Collected data:

↓↓↓

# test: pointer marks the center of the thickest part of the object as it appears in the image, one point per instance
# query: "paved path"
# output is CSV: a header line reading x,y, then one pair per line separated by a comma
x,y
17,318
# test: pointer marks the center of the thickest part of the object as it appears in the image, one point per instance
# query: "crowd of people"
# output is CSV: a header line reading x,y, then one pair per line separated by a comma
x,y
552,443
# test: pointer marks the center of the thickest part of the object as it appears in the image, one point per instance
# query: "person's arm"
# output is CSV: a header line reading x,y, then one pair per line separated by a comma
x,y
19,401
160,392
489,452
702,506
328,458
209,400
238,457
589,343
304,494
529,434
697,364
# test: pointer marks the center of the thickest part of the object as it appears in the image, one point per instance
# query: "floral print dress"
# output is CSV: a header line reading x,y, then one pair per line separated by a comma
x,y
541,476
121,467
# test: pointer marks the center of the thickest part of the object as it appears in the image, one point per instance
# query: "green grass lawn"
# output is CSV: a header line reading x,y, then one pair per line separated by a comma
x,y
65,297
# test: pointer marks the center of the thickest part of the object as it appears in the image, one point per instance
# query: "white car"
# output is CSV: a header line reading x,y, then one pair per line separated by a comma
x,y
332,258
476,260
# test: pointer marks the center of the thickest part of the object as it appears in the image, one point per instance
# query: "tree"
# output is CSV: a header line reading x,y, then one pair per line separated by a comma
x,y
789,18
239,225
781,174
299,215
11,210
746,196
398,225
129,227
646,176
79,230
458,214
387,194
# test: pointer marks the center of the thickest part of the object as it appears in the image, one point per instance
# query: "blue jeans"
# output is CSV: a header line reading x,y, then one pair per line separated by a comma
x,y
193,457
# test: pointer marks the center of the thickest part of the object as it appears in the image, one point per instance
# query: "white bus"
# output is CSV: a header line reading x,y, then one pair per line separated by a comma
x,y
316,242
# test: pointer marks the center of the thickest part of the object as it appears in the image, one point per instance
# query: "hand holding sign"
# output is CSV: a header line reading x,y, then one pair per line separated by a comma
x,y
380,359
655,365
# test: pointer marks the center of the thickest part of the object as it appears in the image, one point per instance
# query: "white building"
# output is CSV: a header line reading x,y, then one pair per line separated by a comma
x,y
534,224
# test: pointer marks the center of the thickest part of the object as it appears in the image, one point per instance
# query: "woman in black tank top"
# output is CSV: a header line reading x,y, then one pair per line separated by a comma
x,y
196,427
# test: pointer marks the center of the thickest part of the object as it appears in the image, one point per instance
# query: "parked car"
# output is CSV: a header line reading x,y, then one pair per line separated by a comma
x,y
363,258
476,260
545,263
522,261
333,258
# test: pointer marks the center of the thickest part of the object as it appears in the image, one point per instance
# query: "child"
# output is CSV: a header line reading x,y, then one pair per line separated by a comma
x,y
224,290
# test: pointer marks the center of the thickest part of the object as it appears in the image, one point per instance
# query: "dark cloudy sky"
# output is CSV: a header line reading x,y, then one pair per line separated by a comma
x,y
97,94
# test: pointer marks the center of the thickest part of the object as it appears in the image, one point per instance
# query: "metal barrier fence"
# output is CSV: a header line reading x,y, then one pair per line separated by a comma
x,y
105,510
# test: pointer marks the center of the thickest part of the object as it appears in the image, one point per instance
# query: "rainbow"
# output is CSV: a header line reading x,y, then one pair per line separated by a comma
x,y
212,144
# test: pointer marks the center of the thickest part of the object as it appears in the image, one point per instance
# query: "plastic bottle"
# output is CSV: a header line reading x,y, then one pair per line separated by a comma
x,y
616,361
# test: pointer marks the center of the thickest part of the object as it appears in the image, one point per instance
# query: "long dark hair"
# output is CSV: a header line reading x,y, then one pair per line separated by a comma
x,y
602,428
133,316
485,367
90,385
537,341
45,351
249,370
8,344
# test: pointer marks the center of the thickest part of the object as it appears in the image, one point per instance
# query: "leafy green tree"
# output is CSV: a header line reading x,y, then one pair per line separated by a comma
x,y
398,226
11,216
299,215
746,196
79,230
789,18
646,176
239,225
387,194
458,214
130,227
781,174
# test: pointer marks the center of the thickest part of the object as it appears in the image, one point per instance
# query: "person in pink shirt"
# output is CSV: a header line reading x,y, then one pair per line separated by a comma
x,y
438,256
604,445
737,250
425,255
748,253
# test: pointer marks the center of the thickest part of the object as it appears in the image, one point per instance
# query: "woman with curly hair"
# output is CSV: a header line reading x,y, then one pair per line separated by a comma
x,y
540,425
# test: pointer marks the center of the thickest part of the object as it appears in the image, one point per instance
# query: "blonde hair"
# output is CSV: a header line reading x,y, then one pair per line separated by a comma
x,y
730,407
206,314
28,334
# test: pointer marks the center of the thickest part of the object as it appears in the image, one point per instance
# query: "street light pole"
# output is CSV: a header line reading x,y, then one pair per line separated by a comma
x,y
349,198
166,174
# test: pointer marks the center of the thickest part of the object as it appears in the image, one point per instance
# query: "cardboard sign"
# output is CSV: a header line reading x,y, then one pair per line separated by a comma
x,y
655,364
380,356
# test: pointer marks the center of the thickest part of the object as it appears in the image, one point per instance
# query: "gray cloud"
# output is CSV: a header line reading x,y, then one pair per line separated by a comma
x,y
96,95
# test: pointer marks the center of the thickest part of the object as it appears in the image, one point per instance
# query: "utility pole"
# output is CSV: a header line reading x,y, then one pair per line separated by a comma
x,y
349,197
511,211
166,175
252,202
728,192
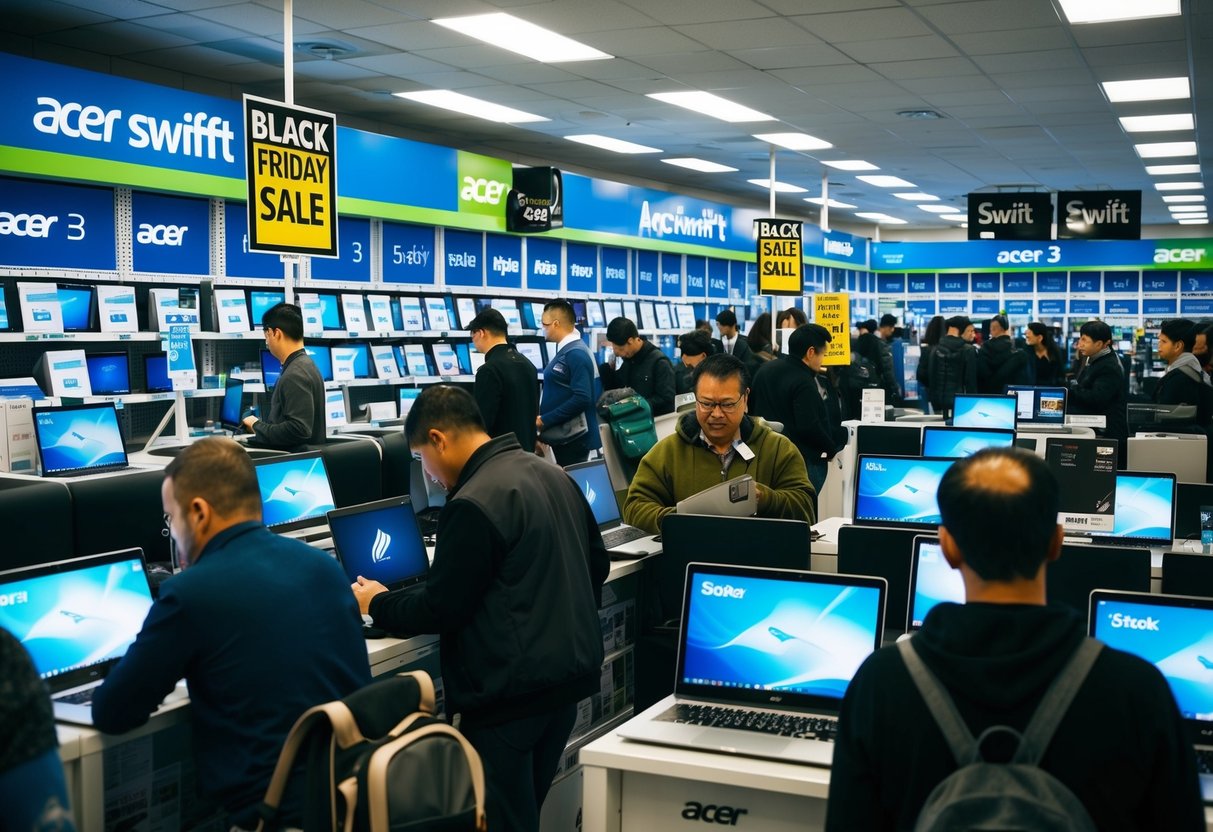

↑↑↑

> _REQUIRED ACTION_
In the entries above, identify every line with the word "person". Copy those lines.

> _OUTPUT FOR THIS TASK_
# query: "person's arm"
# query: "person in pink shirt"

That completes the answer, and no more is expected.